- Extrait du texte
◆ ◆ ◆ ◆ ◆ ◆ ◆
Les différents gouvernements
du 18-19ème siècle, Empire, Restauration, celui de Juillet,
augmentent nos lignes, créant une toile d’araignée de structures. Mais le siège
administratif était toujours situé rue de l’Université à Paris dans un hôtel d’accès
facile et qui aisément pouvait être enlevé d’un coup de main.
Les départements étaient encore desservis
par les télégraphes aériens dans les années 1830. C’était là une vive
préoccupation pour le gouvernement. Sous les Bourbons et sous Louis-Philippe
les émeutes n’étaient pas rares à Paris. Et puis des hommes d’affaires y
verront un moyen de s’enrichir sans trop de peine. Celui qui a un renseignement
avant les autres a toutes les chances de toucher le jackpot !! Un exemple
parmi tant d’autres : le cours de la Bourse de Paris n’était connu à Bordeaux,
Rouen, Lyon, Marseille qu’à l’arrivée de la malle-poste. Celui qui connaissait
le mouvement des fonds publics douze heures avant les autres pouvait faire des
bénéfices assurés !
Reddit-CultureCarte des lignes
de télégraphe optique (Télégraphe Chappe) établies entre 1793 et 1852 ..
◆ ◆ ◆ ◆ ◆ ◆ ◆
- Extraits des items
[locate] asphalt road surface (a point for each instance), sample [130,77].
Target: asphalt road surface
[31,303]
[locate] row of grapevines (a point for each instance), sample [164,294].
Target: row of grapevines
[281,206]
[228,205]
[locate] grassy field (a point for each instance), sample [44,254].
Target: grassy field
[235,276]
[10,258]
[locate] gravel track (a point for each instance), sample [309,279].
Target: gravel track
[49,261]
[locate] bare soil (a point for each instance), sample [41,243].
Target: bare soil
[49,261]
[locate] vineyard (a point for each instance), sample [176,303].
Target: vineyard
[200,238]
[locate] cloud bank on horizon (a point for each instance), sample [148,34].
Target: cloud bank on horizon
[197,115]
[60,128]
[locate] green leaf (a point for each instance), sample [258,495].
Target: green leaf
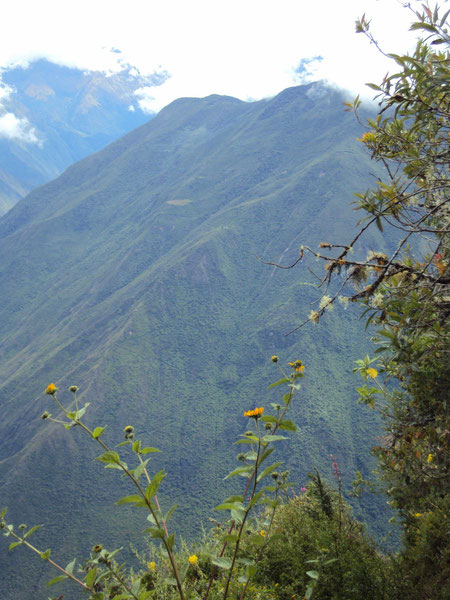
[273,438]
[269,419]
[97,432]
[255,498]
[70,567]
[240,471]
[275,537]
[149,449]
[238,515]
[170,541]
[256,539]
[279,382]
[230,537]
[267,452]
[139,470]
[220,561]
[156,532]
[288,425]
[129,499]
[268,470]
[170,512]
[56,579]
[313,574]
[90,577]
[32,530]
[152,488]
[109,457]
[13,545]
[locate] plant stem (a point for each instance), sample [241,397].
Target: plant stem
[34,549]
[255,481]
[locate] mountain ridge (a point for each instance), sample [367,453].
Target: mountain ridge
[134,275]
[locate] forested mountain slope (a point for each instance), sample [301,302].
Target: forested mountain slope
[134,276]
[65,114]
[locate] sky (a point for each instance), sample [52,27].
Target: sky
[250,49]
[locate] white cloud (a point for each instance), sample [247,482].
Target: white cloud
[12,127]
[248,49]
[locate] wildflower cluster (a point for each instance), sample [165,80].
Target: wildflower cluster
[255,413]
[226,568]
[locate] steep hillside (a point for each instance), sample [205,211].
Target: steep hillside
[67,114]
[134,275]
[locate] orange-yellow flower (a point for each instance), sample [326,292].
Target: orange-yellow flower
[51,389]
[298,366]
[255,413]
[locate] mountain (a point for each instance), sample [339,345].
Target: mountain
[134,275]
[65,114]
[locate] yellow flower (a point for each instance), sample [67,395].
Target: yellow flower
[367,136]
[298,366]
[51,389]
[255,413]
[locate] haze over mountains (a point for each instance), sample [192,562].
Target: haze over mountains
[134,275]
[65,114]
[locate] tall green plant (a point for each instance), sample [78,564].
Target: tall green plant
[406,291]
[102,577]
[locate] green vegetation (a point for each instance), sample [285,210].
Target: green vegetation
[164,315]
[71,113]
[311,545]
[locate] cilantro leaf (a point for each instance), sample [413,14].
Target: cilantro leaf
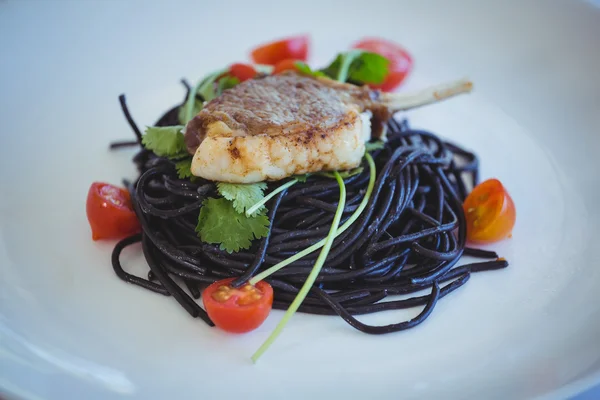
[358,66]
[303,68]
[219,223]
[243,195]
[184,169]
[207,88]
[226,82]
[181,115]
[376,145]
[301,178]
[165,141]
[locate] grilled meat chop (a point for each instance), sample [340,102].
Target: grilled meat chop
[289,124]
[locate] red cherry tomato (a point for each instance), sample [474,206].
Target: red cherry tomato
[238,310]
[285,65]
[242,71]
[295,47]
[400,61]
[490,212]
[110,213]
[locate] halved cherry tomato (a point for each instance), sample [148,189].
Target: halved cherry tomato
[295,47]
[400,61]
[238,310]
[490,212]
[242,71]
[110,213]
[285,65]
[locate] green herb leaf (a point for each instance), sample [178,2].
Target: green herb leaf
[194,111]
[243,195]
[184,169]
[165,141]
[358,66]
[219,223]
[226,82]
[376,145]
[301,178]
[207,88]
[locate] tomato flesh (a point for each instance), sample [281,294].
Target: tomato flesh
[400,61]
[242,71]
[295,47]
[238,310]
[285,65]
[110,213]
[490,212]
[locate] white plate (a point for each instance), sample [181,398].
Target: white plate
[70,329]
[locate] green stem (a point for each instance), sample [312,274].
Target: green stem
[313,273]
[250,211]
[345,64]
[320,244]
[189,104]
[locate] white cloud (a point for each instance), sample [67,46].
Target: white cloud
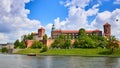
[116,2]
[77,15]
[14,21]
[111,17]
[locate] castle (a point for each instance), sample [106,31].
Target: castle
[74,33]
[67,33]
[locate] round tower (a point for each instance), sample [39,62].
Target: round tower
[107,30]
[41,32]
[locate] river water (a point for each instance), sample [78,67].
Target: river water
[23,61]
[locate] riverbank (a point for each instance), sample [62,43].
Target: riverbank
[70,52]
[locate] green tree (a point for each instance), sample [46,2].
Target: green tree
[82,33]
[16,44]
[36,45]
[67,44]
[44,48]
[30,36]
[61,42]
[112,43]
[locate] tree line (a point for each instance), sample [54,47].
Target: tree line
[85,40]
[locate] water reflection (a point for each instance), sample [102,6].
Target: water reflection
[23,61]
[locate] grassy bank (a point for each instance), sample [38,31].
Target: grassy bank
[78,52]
◆ ◆ ◆ ◆ ◆ ◆ ◆
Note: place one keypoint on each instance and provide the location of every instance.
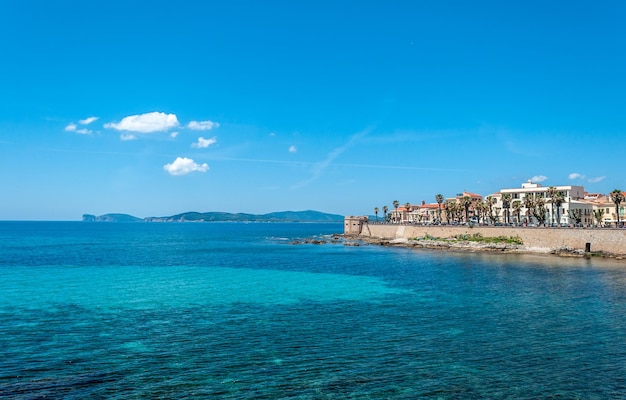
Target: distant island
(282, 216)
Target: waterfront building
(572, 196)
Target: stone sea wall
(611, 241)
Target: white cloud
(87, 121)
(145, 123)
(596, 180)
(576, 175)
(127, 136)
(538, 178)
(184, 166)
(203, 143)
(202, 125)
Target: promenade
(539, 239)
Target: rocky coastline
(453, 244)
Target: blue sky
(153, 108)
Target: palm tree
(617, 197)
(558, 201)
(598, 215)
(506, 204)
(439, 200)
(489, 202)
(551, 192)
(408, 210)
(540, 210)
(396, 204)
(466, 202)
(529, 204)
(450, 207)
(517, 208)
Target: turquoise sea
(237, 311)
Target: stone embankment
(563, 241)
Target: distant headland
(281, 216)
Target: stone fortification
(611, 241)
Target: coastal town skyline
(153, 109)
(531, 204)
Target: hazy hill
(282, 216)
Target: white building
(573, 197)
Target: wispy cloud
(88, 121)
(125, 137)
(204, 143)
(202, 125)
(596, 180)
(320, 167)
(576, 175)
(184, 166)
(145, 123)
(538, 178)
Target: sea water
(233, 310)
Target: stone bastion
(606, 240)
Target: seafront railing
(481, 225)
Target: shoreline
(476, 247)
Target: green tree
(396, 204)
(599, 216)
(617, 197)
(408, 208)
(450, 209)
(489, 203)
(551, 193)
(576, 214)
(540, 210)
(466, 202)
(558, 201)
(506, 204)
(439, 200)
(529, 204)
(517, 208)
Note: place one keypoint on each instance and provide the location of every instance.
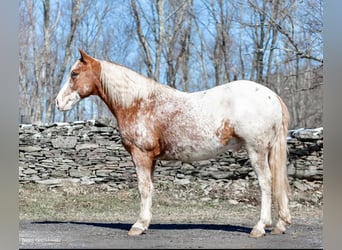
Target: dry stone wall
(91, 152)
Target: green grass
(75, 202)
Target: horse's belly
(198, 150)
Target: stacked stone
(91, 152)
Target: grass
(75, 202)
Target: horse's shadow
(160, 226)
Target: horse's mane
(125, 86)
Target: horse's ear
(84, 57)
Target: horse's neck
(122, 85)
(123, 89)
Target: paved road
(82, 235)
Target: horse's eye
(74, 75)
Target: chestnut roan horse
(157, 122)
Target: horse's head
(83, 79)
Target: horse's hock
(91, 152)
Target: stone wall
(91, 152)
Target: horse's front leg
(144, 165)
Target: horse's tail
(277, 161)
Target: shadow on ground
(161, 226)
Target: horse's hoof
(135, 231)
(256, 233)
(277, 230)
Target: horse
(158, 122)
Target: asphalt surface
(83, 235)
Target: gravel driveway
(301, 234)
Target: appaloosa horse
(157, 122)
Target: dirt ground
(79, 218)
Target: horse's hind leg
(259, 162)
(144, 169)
◆ ◆ ◆ ◆ ◆ ◆ ◆
- Liste des tâches
#1 Selon l'extrait sur le télégraphe, où se trouvait le siège administratif ?
#2 Modifiez le passage de l'extrait sur le télégraphe qui commence à "Les différents gouvernements" et se termine à "coup de main.", en remplaçant "hôtel" par "immeuble".
Basez-vous uniquement sur l'extrait.

- Réponses aux tâches
#1 Rue de l'Université à Paris, dans un hôtel d'accès facile.

#2
Les différents gouvernements
du 18-19ème siècle, Empire, Restauration, celui de Juillet,
augmentent nos lignes, créant une toile d’araignée de structures. Mais le siège
administratif était toujours situé rue de l’Université à Paris dans un immeuble d’accès
facile et qui aisément pouvait être enlevé d’un coup de main.